# Stated task
Extract each line below that contains the string "woman", copying every matching line in full.

[Items stored from a collection]
::::
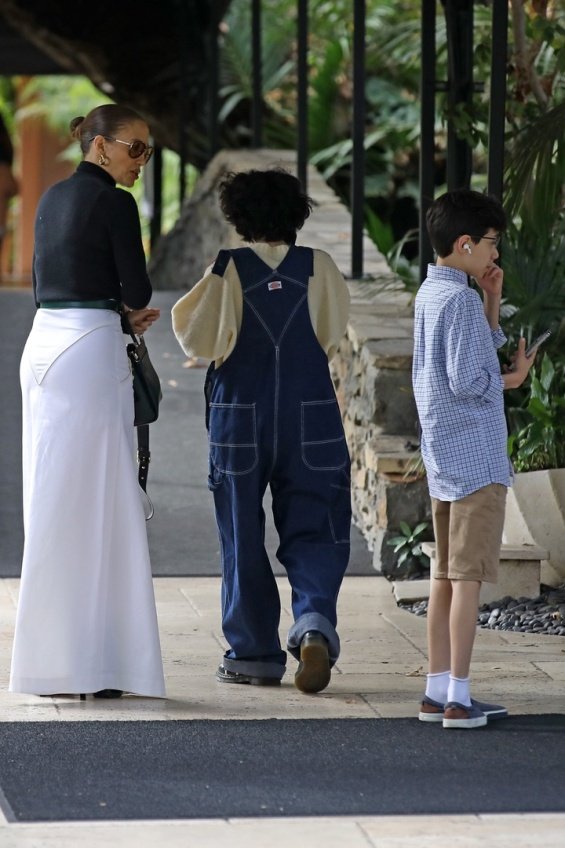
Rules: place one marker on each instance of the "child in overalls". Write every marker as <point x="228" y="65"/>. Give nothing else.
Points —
<point x="270" y="316"/>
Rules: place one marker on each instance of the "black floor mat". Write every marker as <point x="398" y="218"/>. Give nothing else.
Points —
<point x="53" y="771"/>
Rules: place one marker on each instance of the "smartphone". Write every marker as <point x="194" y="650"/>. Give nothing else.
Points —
<point x="536" y="343"/>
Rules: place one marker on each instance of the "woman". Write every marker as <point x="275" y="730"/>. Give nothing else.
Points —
<point x="86" y="620"/>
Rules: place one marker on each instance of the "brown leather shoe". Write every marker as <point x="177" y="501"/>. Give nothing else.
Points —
<point x="314" y="672"/>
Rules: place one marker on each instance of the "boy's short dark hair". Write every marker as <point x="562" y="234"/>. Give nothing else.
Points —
<point x="264" y="205"/>
<point x="461" y="212"/>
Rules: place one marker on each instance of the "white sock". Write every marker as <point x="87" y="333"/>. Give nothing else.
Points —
<point x="436" y="686"/>
<point x="459" y="691"/>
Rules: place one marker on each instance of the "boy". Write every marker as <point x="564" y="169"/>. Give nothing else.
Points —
<point x="458" y="389"/>
<point x="270" y="316"/>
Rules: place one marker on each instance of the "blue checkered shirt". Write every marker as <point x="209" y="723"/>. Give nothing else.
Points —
<point x="458" y="388"/>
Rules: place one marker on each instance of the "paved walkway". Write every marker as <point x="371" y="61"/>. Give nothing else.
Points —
<point x="380" y="674"/>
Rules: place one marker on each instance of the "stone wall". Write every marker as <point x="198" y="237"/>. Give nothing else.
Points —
<point x="372" y="367"/>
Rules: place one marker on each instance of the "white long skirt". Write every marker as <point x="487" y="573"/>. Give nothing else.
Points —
<point x="86" y="616"/>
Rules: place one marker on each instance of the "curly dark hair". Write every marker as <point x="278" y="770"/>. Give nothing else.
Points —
<point x="264" y="205"/>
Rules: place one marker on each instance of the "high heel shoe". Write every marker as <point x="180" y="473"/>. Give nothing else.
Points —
<point x="108" y="693"/>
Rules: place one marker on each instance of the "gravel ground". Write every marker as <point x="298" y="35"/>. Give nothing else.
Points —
<point x="544" y="614"/>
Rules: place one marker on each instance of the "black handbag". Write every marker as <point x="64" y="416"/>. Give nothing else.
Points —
<point x="147" y="395"/>
<point x="147" y="392"/>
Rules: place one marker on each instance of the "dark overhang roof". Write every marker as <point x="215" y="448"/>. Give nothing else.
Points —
<point x="21" y="57"/>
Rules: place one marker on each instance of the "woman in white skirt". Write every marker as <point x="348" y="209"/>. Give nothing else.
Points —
<point x="86" y="619"/>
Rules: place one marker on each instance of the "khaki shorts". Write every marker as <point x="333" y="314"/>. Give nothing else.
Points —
<point x="469" y="534"/>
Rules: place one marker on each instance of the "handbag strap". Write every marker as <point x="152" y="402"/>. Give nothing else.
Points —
<point x="143" y="452"/>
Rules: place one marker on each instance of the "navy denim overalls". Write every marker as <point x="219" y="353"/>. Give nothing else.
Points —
<point x="274" y="420"/>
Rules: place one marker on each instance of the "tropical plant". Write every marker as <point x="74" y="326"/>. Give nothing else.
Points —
<point x="410" y="560"/>
<point x="540" y="443"/>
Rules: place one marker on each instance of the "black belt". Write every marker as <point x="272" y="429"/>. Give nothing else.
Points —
<point x="81" y="304"/>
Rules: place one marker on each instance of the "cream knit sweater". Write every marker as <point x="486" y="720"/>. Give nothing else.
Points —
<point x="207" y="320"/>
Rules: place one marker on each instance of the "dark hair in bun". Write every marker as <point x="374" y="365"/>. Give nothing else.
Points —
<point x="104" y="120"/>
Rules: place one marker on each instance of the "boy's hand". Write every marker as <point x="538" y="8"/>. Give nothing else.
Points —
<point x="141" y="319"/>
<point x="517" y="372"/>
<point x="491" y="281"/>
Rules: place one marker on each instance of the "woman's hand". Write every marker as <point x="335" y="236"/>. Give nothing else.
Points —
<point x="141" y="319"/>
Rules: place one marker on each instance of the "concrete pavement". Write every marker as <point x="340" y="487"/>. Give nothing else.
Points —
<point x="380" y="674"/>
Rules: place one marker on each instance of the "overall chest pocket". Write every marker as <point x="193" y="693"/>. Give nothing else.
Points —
<point x="233" y="437"/>
<point x="322" y="436"/>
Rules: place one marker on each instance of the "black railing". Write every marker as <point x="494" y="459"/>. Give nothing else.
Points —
<point x="459" y="87"/>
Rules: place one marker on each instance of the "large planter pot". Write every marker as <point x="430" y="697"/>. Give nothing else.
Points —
<point x="535" y="515"/>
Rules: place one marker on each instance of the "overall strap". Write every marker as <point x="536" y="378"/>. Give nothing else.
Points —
<point x="221" y="262"/>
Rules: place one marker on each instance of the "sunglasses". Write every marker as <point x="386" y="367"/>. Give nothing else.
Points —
<point x="495" y="239"/>
<point x="136" y="148"/>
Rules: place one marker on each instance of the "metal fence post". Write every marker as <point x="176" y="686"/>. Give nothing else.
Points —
<point x="257" y="98"/>
<point x="358" y="133"/>
<point x="427" y="128"/>
<point x="497" y="98"/>
<point x="302" y="152"/>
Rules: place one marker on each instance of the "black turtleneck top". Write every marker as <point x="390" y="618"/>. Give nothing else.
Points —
<point x="88" y="242"/>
::::
# Right answer
Rules: place one marker on each instance of the "woman". Write every marker as <point x="275" y="730"/>. Give nothing else.
Rules: place one marker on each instance of the "woman in white skirt". Write every marker as <point x="348" y="209"/>. Give nothing else.
Rules: place one marker on each instance of the "woman's hand". Write every marker as <point x="335" y="236"/>. Give nothing else.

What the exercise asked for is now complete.